Other than the changes in the DNA sequences being studied, approach 2 is exactly the same as approach 1. The mutations made in the Zif-268 template protein are the same in both - drawn from a small pool of amino acids exhibiting high binding affinity for DNA targets, as reported in the literature. The general pipeline is the same for the two approaches, the only difference being in the mode of binding assumed, and thus, the exponential increase in the number of possible complexes in approach 2, as opposed to the previous approach (Fig. 1a).

PDB files for all possible 27-bp long DNA double strands were generated using the ‘fiber’ option of the X3DNA software suite. The generated PDBs for all possible targets in the 27-bp long DNA double strands were docked with the Zif-268 PDB (PDB ID: 1AAY) using HADDOCK. As the total number of possible mutations for each finger was 7*8*8 = 448, hence, the total number of possible complexes formed assuming synergistic mode of binding would be 4483, which is computationally infeasible. Thus, we chose to mutate all three fingers simultaneously, thus reducing the total number of mutations. These mutations were introduced using the MODELLER software suite, as in approach 1. The energy was calculated for all possible ZFP-DNA complexes and the most optimal zinc finger proteins were reported for each 27-bp DNA target (Fig. 1a).

Approach 3: modular binding of all possible Zif-268 mutants to DNA targets

Mutation of a PDB structure

Unlike approach 1 and 2, in this approach, all possible mutations were introduced in Zif-268. Thus, instead of drawing mutations from a small pool, all 20 amino acids were used. Also, as this approach assumes modular mode of binding, each individual zinc finger is assumed to be binding independently to a 3-bp DNA sub-site. This corresponds to a 9bp DNA target sequence consisting of all permutations of the 64 possible 3-bp DNA sub-sites.

After the introduction of the mutations in the cardinal residues of the recognition helix of the bound peptide, and in the corresponding DNA sub-sites for all possible protein-DNA complexes, remodelling of these structures were done using the crystallographic modelling program “O” in order to optimize the relative spatial geometry of the molecules to incorporate the effect of the mutations. For each complex, ‘O’ was used to identify the optimal rotamer for each introduced mutation. Rotamers are preferred orientations for amino acids based upon empirical and stereo-chemical factors of their side chains. A library of rotamers reported in literature was used to determine the structure with the most likely side-chain conformation, thus reducing the time for analysis and generating a more accurate structure. “O” wasn’t used in the previous approaches due to lower number of complexes as compared to this approach; hence more computationally intensive tools were used to assess the complexes in the previous two approaches.

Exercise requirements » Write out the Zif-268 methods passage word for word, from "Other than the" to "previous approach (Fig. 1a).".

Referring expression data:

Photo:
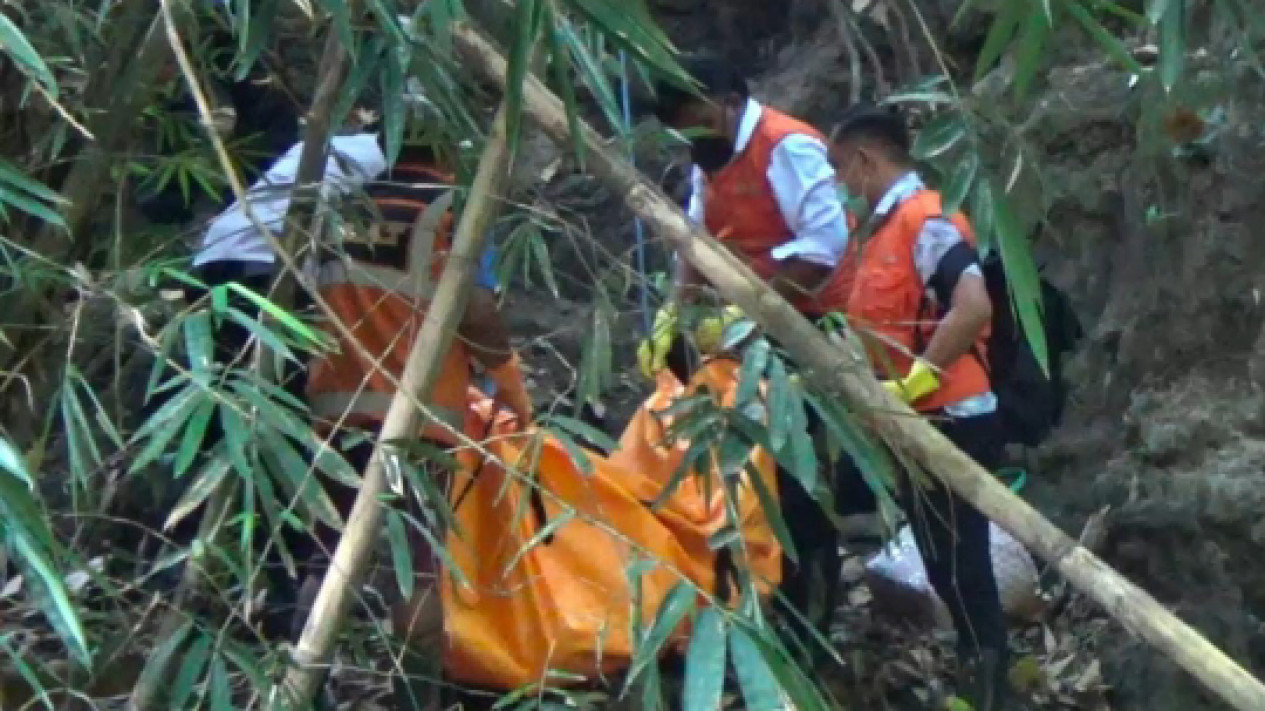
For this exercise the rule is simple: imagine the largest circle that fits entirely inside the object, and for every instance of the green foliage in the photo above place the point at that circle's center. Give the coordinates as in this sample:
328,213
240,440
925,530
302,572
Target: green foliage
974,141
27,535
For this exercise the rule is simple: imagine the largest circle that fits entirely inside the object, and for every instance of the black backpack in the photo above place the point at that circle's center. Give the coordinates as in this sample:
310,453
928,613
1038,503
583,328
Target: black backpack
1030,402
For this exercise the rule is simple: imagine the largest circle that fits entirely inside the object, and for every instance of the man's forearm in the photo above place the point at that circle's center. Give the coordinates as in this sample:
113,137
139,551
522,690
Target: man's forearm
797,278
954,338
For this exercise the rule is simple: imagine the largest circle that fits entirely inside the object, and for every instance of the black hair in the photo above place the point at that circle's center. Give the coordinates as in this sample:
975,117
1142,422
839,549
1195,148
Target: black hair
883,125
715,76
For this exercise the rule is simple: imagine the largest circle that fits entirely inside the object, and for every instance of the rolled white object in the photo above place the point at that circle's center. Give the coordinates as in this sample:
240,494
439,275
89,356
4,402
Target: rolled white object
900,582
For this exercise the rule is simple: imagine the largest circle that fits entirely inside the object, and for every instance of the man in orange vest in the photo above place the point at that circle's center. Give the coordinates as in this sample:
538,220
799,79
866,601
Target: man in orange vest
921,305
378,278
763,185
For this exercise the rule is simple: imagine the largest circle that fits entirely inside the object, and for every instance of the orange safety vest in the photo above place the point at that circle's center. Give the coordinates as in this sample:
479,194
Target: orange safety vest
380,285
744,214
889,301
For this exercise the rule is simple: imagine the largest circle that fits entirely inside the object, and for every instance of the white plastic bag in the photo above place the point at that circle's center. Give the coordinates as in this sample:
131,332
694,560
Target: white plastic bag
898,580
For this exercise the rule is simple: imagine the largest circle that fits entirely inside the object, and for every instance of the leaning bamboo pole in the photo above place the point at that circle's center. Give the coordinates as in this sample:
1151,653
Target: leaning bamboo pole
420,375
149,691
843,372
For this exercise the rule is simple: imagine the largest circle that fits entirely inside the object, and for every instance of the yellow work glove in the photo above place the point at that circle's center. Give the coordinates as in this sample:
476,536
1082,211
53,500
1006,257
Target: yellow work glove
710,332
653,352
919,383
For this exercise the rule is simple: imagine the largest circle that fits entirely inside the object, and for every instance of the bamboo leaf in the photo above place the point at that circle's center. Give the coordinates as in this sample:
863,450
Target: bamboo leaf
958,186
219,692
526,12
760,690
208,481
392,101
13,462
366,65
195,432
342,18
28,534
781,399
27,673
754,363
29,205
559,61
544,534
1156,9
1106,39
772,511
400,553
592,74
1172,43
190,671
705,663
801,691
937,137
160,659
295,327
1006,23
1031,51
982,211
19,49
678,604
540,251
257,34
1022,278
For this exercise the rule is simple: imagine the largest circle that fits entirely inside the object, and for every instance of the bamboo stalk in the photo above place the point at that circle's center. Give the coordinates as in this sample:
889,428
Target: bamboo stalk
421,372
843,372
311,161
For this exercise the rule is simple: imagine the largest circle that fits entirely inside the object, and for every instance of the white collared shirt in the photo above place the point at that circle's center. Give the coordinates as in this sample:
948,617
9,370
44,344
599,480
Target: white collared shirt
232,237
803,186
936,238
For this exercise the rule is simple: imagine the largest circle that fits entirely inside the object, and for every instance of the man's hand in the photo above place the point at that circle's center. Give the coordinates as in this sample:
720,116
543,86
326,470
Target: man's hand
653,352
511,390
919,383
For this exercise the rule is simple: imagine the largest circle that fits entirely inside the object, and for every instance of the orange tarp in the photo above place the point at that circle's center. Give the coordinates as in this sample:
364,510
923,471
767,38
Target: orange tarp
533,595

Answer section »
Other than the changes in the DNA sequences being studied, approach 2 is exactly the same as approach 1. The mutations made in the Zif-268 template protein are the same in both - drawn from a small pool of amino acids exhibiting high binding affinity for DNA targets, as reported in the literature. The general pipeline is the same for the two approaches, the only difference being in the mode of binding assumed, and thus, the exponential increase in the number of possible complexes in approach 2, as opposed to the previous approach (Fig. 1a).